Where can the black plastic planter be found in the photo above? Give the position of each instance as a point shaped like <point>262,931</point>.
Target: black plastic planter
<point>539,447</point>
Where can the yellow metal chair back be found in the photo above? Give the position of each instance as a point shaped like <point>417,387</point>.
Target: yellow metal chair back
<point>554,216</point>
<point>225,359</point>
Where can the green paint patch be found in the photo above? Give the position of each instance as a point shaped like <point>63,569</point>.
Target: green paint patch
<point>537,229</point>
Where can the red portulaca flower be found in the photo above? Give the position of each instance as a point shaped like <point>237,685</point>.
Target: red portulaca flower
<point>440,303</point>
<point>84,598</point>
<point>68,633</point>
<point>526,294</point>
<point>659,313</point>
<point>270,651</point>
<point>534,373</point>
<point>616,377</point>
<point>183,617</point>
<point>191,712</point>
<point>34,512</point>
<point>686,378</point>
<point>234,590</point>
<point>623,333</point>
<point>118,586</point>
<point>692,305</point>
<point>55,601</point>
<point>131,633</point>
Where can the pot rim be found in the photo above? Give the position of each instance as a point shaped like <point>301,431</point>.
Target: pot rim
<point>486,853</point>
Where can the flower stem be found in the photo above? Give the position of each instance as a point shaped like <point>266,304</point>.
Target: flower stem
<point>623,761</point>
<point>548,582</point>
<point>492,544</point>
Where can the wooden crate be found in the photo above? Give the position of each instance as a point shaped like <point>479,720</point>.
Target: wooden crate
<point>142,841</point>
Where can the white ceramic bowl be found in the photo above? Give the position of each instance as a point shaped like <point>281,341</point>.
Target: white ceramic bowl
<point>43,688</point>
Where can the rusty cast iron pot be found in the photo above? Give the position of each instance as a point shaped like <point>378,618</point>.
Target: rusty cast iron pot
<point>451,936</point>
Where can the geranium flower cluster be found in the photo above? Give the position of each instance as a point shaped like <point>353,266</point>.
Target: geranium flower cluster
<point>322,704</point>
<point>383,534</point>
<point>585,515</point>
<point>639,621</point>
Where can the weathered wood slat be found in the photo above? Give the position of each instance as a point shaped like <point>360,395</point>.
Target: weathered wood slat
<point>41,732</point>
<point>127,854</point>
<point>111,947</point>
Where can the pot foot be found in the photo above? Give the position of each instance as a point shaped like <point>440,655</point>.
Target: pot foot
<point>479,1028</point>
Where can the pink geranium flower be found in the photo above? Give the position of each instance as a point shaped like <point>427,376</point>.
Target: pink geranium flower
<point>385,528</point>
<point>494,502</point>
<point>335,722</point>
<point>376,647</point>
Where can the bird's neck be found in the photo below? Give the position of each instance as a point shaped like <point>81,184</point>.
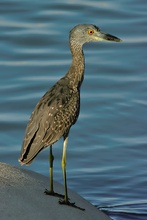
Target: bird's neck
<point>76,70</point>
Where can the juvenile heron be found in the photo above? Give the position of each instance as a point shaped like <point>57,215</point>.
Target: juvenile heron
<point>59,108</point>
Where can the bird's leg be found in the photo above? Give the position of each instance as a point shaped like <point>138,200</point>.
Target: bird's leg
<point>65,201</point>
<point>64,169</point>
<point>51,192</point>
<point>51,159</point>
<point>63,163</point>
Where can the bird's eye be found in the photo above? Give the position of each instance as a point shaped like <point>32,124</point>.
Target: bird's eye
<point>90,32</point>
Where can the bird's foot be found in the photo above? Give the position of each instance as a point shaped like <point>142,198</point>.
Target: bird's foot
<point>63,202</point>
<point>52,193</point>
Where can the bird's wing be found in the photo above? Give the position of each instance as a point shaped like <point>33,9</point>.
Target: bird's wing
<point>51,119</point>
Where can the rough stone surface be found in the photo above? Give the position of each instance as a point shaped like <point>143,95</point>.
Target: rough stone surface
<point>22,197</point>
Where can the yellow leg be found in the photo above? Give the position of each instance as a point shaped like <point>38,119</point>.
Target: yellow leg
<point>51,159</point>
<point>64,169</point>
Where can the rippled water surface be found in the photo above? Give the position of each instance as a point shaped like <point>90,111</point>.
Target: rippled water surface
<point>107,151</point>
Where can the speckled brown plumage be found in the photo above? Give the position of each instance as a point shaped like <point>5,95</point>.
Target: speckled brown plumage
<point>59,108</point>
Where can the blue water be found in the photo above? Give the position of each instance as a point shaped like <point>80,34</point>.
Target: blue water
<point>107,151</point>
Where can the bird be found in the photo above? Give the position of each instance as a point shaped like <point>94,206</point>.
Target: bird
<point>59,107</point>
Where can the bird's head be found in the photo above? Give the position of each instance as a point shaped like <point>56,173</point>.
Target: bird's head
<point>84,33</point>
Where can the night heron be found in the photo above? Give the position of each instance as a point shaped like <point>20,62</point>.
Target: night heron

================================

> [WRITTEN EXERCISE]:
Give back, exactly as written, the lines from the one with "Where can the bird's foot" to the last line.

> [EXERCISE RESPONSE]:
Where can the bird's foot be found in the photo above? Give the position of each instance as a point shaped like <point>142,198</point>.
Target: bird's foot
<point>63,202</point>
<point>52,193</point>
Where can the bird's wing be found in the photo above? Give the position of each instance as a point shaped like <point>33,9</point>.
Target: bird's wing
<point>51,119</point>
Where can the rough stone surface be found in the photo above? Give the position of each instance as a point shaped like <point>143,95</point>.
Target: rough stone surface
<point>22,197</point>
Where can the yellow leg be found in the photo above? Give the position of each instance as a point shaped like <point>38,119</point>.
Target: yellow leg
<point>51,159</point>
<point>64,169</point>
Where can the rippled water surface be found in the photo above? Give the position of each instance as a point shaped like <point>90,111</point>.
Target: rippled water surface
<point>107,151</point>
Where can the speckled brown plumage be found in the photo above? Give the position of each instance as a point shaped like <point>5,95</point>.
Target: speckled brown plumage
<point>59,108</point>
Where can the blue water be found in the photo above? Give the position of each instance as a point shaped like <point>80,34</point>.
Target: blue water
<point>107,151</point>
Where can the bird be found in the photo above? Give the position of each instance as a point shaped like <point>94,206</point>.
Target: bird
<point>59,107</point>
Where can the bird's head be found in the photo above? Give the position of each instance as a point shaped like <point>56,173</point>.
Target: bird's head
<point>84,33</point>
Where can the night heron be found in the photo above? Give the position of each instance as a point shaped like <point>20,62</point>.
Target: night heron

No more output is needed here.